>> BEGIN

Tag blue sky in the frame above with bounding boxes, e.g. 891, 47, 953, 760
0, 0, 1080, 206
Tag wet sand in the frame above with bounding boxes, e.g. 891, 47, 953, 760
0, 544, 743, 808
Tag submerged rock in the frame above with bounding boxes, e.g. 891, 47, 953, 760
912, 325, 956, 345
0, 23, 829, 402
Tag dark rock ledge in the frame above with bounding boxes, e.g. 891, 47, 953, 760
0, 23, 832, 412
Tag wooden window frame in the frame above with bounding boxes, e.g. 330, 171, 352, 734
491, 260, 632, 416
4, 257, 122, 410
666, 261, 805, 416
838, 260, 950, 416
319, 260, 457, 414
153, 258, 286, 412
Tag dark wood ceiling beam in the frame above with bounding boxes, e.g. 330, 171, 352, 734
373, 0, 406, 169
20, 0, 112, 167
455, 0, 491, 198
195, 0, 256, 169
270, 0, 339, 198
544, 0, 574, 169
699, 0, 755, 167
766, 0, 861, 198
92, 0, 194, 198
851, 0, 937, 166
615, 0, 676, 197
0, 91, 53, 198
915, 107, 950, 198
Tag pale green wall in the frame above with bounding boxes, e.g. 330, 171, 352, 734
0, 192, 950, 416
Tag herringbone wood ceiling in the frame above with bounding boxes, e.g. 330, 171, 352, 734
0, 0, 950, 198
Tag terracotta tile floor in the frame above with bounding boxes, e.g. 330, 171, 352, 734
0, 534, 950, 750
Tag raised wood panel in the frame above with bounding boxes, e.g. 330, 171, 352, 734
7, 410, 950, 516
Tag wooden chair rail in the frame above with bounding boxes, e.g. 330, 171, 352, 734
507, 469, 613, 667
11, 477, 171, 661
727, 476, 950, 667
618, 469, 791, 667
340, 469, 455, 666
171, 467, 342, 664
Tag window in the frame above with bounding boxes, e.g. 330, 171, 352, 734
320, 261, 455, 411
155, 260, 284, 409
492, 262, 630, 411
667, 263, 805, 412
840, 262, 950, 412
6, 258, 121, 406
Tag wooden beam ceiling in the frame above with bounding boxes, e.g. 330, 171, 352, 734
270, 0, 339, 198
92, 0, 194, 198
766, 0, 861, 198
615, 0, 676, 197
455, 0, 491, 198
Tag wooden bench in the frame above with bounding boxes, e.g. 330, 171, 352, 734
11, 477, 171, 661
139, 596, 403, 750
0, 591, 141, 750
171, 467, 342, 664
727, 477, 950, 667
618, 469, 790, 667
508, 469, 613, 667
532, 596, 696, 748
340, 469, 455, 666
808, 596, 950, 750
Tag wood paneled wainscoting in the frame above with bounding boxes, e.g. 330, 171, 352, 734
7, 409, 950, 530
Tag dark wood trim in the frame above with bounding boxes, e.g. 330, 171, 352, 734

>> END

* **What the task requires**: Output all of the rows above as a numbered list, omitting any blank lines.

* **Solution to this task**:
1. Tag blue sky in the frame above with bounding boxes, e.g. 891, 47, 953, 760
2. 0, 0, 1080, 206
3. Tag wet sand in the frame above with bounding boxes, e.g. 891, 47, 953, 760
4. 0, 544, 743, 808
5. Tag submerged rock in the frame above with bounding boxes, e.g. 891, 47, 953, 760
6. 912, 325, 956, 345
7. 0, 23, 829, 402
8. Tag dark rock ledge in the frame above with bounding boxes, e.g. 891, 47, 953, 760
9. 0, 23, 832, 412
10. Tag wooden window frame in the frame above with bounding boxes, e.g. 330, 171, 352, 734
11. 491, 260, 632, 416
12. 4, 257, 122, 410
13. 666, 261, 805, 416
14. 838, 260, 950, 416
15. 319, 260, 457, 414
16. 153, 258, 286, 412
17. Tag dark wood ceiling beam in the frame above with bounding boxes, e.g. 330, 171, 352, 734
18. 373, 0, 406, 169
19. 20, 0, 112, 167
20. 455, 0, 491, 198
21. 195, 0, 256, 169
22. 270, 0, 339, 198
23. 544, 0, 574, 169
24. 699, 0, 755, 167
25. 766, 0, 861, 198
26. 92, 0, 194, 198
27. 851, 0, 937, 166
28. 615, 0, 676, 197
29. 0, 91, 53, 198
30. 915, 107, 950, 198
31. Tag pale green wall in the frame above with bounding boxes, e.g. 330, 171, 352, 734
32. 0, 192, 950, 416
33. Tag herringbone wood ceiling in the frame above with bounding boxes, e.g. 330, 171, 352, 734
34. 0, 0, 950, 198
35. Tag terracotta tile floor in the frame above with bounding boxes, e.g. 330, 171, 352, 734
36. 0, 534, 950, 750
37. Tag raised wood panel in the frame above with bounding boxes, e.g. 330, 171, 352, 734
38. 7, 410, 950, 516
39. Tag wooden chair rail in the frame above with bounding boxes, e.g. 330, 171, 352, 734
40. 507, 469, 613, 667
41. 11, 477, 171, 661
42. 727, 476, 950, 667
43. 618, 469, 791, 667
44. 340, 469, 455, 666
45. 171, 467, 342, 664
46. Tag window in the frame above with bounding boxes, e.g. 330, 171, 352, 734
47. 320, 261, 455, 411
48. 155, 260, 284, 409
49. 492, 262, 630, 411
50. 667, 263, 805, 412
51. 840, 262, 950, 412
52. 6, 258, 121, 406
53. Tag wooden beam ceiling in the frame above with bounding boxes, e.g. 330, 171, 352, 734
54. 270, 0, 339, 198
55. 92, 0, 194, 198
56. 766, 0, 861, 198
57. 615, 0, 676, 197
58. 455, 0, 491, 198
59. Tag wooden bench in the frame above with bounding boxes, e.g. 330, 171, 352, 734
60. 11, 477, 171, 661
61. 139, 596, 403, 750
62. 0, 591, 141, 750
63. 171, 467, 342, 664
64. 727, 477, 950, 667
65. 618, 469, 790, 667
66. 508, 469, 613, 667
67. 532, 596, 696, 748
68. 340, 469, 455, 666
69. 808, 596, 950, 750
70. Tag wood paneled wainscoting in the frame above with bounding boxes, e.g. 330, 171, 352, 734
71. 7, 409, 950, 530
72. Tag dark wood trim in the frame above with bounding boxes, e.g. 330, 171, 352, 734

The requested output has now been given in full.